### AIM OF THE TASK
Quote the lines from the line holding "of the cloudy" to the very end of the listing, exactly, and no others.

#### EXERCISE MATERIAL

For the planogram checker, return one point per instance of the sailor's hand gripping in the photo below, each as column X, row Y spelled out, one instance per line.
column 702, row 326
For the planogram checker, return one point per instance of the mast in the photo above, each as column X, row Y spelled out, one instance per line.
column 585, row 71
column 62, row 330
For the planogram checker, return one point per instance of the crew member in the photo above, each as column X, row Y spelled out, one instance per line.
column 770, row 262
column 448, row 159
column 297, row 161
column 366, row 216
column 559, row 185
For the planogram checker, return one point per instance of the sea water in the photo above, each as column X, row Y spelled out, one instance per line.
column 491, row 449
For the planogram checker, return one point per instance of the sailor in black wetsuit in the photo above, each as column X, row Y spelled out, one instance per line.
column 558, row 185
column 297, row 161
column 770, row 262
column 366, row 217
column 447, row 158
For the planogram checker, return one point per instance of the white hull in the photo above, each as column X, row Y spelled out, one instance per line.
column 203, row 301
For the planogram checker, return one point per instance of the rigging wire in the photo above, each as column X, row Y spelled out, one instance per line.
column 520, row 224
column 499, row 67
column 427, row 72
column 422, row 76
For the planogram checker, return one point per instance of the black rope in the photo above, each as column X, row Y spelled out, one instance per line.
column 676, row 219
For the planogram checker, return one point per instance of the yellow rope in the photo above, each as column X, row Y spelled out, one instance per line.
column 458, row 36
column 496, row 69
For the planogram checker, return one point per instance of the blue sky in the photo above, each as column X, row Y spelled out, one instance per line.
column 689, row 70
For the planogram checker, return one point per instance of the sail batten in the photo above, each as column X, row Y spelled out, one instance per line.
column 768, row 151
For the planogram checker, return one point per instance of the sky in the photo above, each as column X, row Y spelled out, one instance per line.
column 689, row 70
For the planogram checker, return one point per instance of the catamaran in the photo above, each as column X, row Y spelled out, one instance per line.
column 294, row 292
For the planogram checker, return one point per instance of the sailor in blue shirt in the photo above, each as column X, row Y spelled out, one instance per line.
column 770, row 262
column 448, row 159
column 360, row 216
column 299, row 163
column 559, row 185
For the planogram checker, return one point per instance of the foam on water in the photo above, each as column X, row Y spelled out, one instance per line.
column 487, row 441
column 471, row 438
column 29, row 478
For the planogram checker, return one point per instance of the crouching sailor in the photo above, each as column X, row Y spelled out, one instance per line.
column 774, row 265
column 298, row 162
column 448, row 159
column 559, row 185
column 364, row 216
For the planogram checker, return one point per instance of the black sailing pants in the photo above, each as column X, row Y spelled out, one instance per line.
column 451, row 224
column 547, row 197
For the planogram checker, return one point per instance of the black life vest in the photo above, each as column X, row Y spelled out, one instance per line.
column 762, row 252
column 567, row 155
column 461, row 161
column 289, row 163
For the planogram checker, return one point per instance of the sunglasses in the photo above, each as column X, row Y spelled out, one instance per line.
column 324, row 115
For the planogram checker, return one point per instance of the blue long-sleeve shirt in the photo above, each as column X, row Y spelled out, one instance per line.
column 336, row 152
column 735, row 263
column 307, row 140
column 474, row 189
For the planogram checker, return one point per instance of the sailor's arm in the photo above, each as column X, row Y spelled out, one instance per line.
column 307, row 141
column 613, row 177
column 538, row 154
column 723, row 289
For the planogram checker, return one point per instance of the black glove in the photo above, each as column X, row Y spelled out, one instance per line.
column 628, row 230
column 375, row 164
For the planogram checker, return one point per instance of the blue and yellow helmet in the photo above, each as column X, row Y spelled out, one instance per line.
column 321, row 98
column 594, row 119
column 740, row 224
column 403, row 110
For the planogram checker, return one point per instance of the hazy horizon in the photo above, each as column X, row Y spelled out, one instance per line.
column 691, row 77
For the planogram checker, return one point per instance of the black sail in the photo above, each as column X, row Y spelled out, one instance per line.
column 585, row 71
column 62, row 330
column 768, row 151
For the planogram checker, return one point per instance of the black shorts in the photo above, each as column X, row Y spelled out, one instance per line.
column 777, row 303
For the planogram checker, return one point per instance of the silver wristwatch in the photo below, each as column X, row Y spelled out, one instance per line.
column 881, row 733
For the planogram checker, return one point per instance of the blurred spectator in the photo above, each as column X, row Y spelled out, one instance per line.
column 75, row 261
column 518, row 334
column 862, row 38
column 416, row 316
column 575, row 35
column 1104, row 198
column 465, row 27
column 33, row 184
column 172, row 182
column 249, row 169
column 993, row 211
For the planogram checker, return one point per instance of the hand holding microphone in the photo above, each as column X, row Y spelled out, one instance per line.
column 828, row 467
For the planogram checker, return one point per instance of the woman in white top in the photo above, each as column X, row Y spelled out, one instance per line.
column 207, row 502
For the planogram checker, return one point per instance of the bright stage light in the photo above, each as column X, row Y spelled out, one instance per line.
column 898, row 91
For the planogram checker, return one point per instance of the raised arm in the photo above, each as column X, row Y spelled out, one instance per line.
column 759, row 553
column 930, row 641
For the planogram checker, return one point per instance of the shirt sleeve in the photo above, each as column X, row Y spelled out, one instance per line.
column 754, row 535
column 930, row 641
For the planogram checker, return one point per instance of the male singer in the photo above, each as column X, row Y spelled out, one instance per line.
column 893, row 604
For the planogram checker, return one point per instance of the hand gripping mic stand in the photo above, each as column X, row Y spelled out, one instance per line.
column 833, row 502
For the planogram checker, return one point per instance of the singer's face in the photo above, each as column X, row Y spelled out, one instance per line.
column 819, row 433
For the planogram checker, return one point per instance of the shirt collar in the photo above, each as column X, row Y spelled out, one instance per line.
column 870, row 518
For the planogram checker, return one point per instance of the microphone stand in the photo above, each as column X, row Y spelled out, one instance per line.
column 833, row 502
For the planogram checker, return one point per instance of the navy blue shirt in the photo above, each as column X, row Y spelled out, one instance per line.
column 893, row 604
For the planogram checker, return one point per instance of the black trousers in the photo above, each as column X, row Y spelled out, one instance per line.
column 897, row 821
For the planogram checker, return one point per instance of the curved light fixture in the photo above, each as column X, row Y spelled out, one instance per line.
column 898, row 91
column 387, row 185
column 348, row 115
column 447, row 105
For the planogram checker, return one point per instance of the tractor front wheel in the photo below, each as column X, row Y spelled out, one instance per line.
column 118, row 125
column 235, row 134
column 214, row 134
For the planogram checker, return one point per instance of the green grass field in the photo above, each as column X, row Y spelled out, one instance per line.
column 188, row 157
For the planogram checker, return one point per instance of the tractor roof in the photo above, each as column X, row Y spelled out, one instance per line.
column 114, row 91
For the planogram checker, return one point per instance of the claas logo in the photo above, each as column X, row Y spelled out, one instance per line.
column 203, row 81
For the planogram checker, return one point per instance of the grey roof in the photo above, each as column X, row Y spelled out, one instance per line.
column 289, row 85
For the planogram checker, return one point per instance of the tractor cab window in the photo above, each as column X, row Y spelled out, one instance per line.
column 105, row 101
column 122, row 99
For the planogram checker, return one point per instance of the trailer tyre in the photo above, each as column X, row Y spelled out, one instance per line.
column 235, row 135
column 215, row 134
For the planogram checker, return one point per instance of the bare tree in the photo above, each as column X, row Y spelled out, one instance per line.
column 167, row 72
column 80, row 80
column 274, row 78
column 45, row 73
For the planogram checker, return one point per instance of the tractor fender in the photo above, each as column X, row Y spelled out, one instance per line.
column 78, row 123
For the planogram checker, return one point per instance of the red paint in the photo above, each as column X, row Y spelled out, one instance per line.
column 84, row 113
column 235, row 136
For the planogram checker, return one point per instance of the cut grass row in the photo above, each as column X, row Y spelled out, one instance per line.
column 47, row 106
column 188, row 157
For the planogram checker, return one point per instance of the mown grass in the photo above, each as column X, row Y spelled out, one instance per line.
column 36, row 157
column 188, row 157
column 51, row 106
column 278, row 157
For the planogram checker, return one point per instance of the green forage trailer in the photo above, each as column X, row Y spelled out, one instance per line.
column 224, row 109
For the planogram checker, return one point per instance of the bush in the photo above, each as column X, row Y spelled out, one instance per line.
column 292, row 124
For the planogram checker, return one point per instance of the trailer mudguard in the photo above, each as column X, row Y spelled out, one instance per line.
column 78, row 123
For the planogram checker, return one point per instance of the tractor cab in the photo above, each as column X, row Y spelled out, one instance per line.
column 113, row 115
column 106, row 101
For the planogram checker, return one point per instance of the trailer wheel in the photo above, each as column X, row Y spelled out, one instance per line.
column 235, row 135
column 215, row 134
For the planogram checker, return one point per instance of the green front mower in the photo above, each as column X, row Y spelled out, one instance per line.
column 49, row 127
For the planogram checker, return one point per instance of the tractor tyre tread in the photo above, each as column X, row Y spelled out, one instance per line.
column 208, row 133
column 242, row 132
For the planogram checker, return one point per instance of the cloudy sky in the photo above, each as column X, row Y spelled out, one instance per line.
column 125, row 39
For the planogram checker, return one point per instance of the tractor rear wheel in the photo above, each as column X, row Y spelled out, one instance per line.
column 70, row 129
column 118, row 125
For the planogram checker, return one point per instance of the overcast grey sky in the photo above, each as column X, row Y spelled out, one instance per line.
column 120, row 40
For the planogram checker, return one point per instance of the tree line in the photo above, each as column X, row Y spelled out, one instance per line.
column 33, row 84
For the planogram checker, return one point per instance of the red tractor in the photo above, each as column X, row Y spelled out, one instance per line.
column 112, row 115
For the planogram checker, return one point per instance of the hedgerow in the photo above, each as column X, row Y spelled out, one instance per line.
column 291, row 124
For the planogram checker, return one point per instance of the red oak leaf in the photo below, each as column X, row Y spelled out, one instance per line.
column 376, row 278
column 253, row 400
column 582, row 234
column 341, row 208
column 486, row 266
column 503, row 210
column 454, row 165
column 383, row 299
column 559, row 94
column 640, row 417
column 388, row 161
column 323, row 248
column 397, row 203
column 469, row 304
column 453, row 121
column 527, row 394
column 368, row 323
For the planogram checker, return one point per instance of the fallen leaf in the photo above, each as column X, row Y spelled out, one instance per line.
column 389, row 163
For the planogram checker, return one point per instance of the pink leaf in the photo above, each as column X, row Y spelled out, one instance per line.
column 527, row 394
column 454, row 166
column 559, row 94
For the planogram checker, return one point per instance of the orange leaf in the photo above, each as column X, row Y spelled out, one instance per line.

########

### RESPONSE TO THIS EXERCISE
For the planogram checker, return one point per instance of the cloudy sky in the photo above, each as column X, row Y spelled out, one instance per line.
column 125, row 39
For the planogram checker, return one point per instance of the tractor rear wheel in the photo above, each as column X, row Y spelled out, one instance per line.
column 70, row 129
column 118, row 125
For the planogram checker, return one point per instance of the overcast grey sky in the photo above, each as column X, row Y spelled out, one instance per line.
column 120, row 40
For the planogram checker, return one point per instance of the tree line in the photo above, each as column X, row Y spelled out, one instance per line.
column 33, row 84
For the planogram checker, return one point per instance of the red tractor in the photo above, each as column X, row Y spelled out, one instance per line.
column 112, row 115
For the planogram checker, return one point per instance of the hedgerow in the photo above, each as column X, row Y spelled out, one instance per line.
column 291, row 124
For the planogram checker, return one point per instance of the red oak leaf in the photo below, each as column X, row Y spelled out, one instance per line.
column 376, row 278
column 253, row 400
column 582, row 234
column 341, row 208
column 486, row 266
column 503, row 210
column 454, row 165
column 383, row 299
column 559, row 94
column 640, row 417
column 388, row 161
column 323, row 248
column 397, row 203
column 469, row 304
column 453, row 121
column 527, row 394
column 368, row 323
For the planogram checker, return one point per instance of the fallen leaf in the photo above, each as column X, row Y spelled out, one instance per line.
column 389, row 163
For the planogram checker, return one point per instance of the pink leaf in the photo above, each as column X, row Y spelled out, one instance per line.
column 527, row 394
column 454, row 166
column 559, row 94
For the planogram checker, return one point per instance of the orange leaf in the photo above, each as column X, row Y spelled out, one instance per line.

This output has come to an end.